Required work »
1. In the blog text about favorite political movies, which movie politician would the writer pick for president?
2. Continue the blog text about political movies and a Barbarella Halloween costume, picking up after its final sentence.

Segment Start: Text for analysis

I like movies about politics and Emile Hirsch (still) sucks.
October 28, 2008
I can’t really think of a script reading blog today. I have election fever and it is blocking my brain from other activities. But here’s something:
With a week left until the big day, I have noticed a lot of people listing movies about elections and presidential politics, but, surprisingly, i have not yet seen a list that has all five of my favorite movies on the subject. So here they are, listed (in my opinion) from the least to the most cynical:
1.) Dave (1993)
2.) Mr. Smith Goes to Washington (1939)
3.) All the President’s Men (1976)
4.) Primary Colors (1998)
5.) Bob Roberts(1992)
I am kind of embarassed to admit that if I had to pick a president from among the politicians in these movies, I would go with Dave Kovick…the everyman who knows nothing about the office. Jack Stanton (thinly veiled Bill Clinton) of Primary Colors is my second choice and Jimmy Stewart’s Jeff Smith is third. He should probably be first but I have an ambivalent relationship with naivete. Even his. I would not vote for Nixon or Bob Roberts, but if I were a member of the academy of crazy eyes arts and sciences, I would vote for Jack Black’s Bob Roberts character for craziest eyes EVER.
In related news, Emile Hirsch (aka the man of zero faces), has succeeded in making the only celebrity voting PSA that has ever made me want to not vote out of spite.

Scary Blog: Your Barbarella Costume’s Days Are Numbered
October 21, 2008
Just wanted to let you know that if you, like me, have been thinking about being Barbarella for the past 2 Halloweens only to settle on something easier because finding metal capes and black body stockings that aren’t super porny is too much work, get your mofo shit together TODAY. This is our year. The last year.

Segment End: Text for analysis
Segment Start: Records

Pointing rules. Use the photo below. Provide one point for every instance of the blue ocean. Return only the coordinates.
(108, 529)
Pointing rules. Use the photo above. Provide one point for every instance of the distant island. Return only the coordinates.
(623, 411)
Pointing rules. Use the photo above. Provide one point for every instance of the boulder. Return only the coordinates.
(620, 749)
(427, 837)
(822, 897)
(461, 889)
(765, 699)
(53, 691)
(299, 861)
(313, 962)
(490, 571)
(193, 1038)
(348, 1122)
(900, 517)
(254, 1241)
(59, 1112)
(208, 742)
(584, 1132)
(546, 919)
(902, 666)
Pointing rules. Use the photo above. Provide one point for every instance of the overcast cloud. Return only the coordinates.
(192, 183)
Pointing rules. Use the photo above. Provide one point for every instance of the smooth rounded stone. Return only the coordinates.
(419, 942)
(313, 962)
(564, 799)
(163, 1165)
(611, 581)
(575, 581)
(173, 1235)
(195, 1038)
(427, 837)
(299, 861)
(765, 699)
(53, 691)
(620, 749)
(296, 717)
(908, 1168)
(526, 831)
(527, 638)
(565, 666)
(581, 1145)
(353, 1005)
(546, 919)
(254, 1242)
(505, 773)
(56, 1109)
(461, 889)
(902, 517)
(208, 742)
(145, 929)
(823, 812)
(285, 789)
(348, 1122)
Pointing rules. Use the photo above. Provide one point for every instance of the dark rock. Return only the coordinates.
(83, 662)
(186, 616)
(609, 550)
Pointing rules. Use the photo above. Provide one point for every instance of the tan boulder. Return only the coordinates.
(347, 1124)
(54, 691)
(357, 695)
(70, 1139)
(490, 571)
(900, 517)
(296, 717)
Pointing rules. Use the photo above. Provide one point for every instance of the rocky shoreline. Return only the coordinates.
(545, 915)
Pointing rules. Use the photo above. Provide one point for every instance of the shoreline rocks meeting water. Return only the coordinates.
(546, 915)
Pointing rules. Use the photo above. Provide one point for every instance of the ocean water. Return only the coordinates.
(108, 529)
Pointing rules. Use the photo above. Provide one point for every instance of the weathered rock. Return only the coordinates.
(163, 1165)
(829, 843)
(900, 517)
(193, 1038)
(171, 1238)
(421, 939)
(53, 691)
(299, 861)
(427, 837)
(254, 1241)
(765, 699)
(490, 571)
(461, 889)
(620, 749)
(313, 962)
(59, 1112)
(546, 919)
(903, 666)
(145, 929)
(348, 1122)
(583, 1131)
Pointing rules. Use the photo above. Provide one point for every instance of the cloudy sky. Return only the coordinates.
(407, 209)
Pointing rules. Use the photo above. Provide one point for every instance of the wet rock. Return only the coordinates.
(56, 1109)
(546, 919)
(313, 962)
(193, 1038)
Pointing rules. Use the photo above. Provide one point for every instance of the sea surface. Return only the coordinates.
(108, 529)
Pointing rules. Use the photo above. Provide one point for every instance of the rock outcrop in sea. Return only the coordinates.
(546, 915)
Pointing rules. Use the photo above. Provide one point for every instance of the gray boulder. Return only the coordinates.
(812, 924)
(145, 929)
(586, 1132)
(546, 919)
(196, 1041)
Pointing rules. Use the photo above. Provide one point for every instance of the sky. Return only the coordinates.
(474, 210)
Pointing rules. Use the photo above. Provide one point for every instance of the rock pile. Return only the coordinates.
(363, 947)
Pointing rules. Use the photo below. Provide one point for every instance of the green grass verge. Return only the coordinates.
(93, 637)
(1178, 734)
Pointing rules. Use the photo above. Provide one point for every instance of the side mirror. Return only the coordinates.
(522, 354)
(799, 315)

Segment End: Records

Responses by item number »
1. Dave Kovick, the everyman from Dave.

2.
I’m saying this not because Barbarella costumes could provide a groovy feminist counterpoint to Sarah Palin costumes, perhaps dispensing sex pills like candy at adult parties while Sarah Palin hoards all the chocolate coins and morning after pills so as to save you from yourself. They could, but I’m really saying this because I have read the Robert Rodriguez Barbarella and it is slated to come out next year (it’s possible this project is dead, but i have had it come through my company again recently and there are counter-rumors and i’m not taking any chances).
If you enjoyed the tone and spirit of the original film, I can tell you that this Barbarella is going to disappoint you. On the other hand, it will delight teenage boys who have never seen the ‘68 version but who have recently learned to masturbate, and who will likely make it a success and talk it up, which will in turn cause teenage girls to dress up on subsequent Halloweens as Rose McGowan or whoever replaces her in the title role, thus draining the steamy, jacuzzi-sized tub of fun that was the orignal/the idea of dressing like Jane Fonda in it, down to a few tepid inches.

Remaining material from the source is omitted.